Listed records -
- - -

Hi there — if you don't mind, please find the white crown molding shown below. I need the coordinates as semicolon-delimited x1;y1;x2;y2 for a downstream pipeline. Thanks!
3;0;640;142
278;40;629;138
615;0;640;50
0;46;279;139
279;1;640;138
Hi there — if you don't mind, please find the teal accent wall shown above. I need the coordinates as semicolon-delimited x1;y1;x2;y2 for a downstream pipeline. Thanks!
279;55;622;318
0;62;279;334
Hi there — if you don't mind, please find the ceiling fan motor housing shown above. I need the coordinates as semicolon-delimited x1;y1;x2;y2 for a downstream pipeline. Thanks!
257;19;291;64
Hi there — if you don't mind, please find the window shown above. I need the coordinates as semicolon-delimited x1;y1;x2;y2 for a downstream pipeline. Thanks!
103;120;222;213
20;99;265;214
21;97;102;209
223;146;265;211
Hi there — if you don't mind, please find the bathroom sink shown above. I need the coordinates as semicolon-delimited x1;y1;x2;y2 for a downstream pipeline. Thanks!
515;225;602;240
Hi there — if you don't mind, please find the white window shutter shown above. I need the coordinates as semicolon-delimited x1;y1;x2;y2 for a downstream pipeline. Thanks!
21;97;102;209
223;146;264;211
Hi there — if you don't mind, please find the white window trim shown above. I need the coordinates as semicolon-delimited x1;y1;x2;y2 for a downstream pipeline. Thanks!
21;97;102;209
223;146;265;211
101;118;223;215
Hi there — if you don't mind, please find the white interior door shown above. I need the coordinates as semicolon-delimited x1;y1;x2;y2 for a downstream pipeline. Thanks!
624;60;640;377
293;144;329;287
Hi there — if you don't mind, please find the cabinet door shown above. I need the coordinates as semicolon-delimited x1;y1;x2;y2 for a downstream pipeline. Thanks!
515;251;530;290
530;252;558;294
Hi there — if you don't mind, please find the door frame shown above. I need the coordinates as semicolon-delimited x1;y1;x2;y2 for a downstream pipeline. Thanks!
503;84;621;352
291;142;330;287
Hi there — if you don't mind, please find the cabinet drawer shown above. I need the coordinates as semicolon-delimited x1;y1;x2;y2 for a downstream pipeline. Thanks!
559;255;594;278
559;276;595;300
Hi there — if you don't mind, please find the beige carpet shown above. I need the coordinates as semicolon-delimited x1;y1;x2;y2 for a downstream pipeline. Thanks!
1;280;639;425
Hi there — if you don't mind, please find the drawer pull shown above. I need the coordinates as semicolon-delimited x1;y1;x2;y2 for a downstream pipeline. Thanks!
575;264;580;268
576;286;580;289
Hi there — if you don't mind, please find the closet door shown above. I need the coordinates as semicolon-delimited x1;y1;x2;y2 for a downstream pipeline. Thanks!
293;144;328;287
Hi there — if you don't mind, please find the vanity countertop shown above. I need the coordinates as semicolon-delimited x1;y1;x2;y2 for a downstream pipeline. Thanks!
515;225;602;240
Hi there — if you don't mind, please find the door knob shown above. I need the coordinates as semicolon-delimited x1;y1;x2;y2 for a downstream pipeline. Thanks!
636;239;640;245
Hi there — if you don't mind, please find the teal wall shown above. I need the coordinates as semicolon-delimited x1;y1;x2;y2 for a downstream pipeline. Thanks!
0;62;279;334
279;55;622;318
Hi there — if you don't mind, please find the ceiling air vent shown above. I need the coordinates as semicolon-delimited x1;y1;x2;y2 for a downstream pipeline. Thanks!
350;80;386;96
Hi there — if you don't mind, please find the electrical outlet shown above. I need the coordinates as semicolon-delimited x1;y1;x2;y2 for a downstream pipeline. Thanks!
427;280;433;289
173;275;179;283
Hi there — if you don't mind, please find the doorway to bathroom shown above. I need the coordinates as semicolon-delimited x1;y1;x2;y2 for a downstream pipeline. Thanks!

- - -

What the task requires -
Every line of the material above must be duplicated exactly.

Task answer -
Hi there — if you don't mind, please find the white crown molding shown below. I need the coordinates as semicolon-delimited x1;y1;x2;y2 for a downstream pipeline. Thanks!
3;0;640;142
278;40;629;138
615;0;640;50
0;46;279;139
279;1;640;138
Hi there — if you don't mind, please find the teal accent wall shown above. I need the coordinates as semicolon-delimited x1;y1;x2;y2 for a downstream pipeline. Thanks!
279;55;622;318
0;62;279;334
Hi there — if you don't mind, please find the ceiling fan motor housing shown above. I need the coordinates as semicolon-delimited x1;y1;x2;y2 for a downstream pipeline. Thanks!
257;19;291;64
Hi there — if you don't mind, please find the window shown above. I need the coordinates as semicolon-delimited x1;y1;x2;y2 for a downstream pipeline. Thanks!
103;120;222;213
20;99;265;214
21;97;102;209
223;146;265;211
Hi there — if you don't mind, please find the bathroom sink shown above. I need the coordinates as semicolon-delimited x1;y1;x2;y2 for a downstream pipeline. Thanks!
515;225;602;240
Hi there — if you don't mind, please find the white window shutter shown above. I need the coordinates as semicolon-delimited x1;y1;x2;y2 for a downstream pipeline. Thanks!
21;97;102;209
223;146;264;211
Hi there — if you don't mind, please find the white window trim shown above. I need the coordinates as semicolon-delimited x1;y1;x2;y2 for a downstream pipeline. Thanks!
21;97;102;209
223;146;265;211
101;118;223;215
Hi there — if you don't mind, please find the white interior door shown above. I need the coordinates as semicolon-delimited x1;y1;x2;y2 for a downstream pipeline. Thanks!
624;60;640;377
293;144;329;287
Hi there — if you don't mind, please find the cabinet door shown above. I need the coordinates as semicolon-delimited x1;y1;x2;y2 for a downstream pipeline. Thanks!
515;251;530;290
530;252;558;294
Hi there — if you don't mind, please find the door frame shown above. I need the coordinates as semicolon-delimited x1;y1;x2;y2 for a downstream pipeline. Thanks!
503;84;621;352
291;142;330;287
Hi there — if you don't mind, please find the cabinet drawer shown above. I need the coordinates as semicolon-delimited x1;y1;x2;y2 for a downstream pipeline. Thanks!
559;255;594;278
559;276;595;300
Hi there — if you don't mind, please find the beige carpet shown above. I need the coordinates as semicolon-delimited x1;y1;x2;y2 for a downstream pipeline. Thanks!
1;280;639;425
Hi there — if you don't mind, please find the drawer pull shown above. I need the coordinates as semicolon-delimited x1;y1;x2;y2 for a downstream pipeline. Thanks!
575;264;580;268
576;286;580;289
Hi there — if you don't mind, please find the closet door shown above. I need the coordinates as semicolon-delimited x1;y1;x2;y2 for a downstream pipeline. Thanks!
293;144;328;287
Hi there — if you don't mind, please find the vanity countertop shown above. I need the coordinates as semicolon-delimited x1;y1;x2;y2 for a downstream pipeline. Thanks!
515;225;602;240
Hi there — if you don't mind, please find the door knob shown above. I need the coordinates as semicolon-delimited x1;y1;x2;y2 for a downstream pipeline. Thanks!
636;239;640;245
Hi there — if you don't mind, please find the teal wall shown above. I need the coordinates as semicolon-delimited x1;y1;x2;y2 for a downstream pipeline. Thanks!
0;62;279;334
279;55;622;318
Hi there — if you don't mind, please find the ceiling air vent shown above. I need the coordinates as semicolon-delimited x1;y1;x2;y2 for a downstream pipeline. Thanks!
350;80;386;96
Hi there — if you don't mind, please find the electrical outlet shown above. I need the coordinates as semicolon-delimited x1;y1;x2;y2 for a downstream pipeline. Thanks!
427;280;433;289
173;275;179;283
Hi there — if you don't mind, please find the doorway to bathroom shown above. I need the coordinates as semicolon-delimited x1;y1;x2;y2 for a downstream pipeline. Thanks!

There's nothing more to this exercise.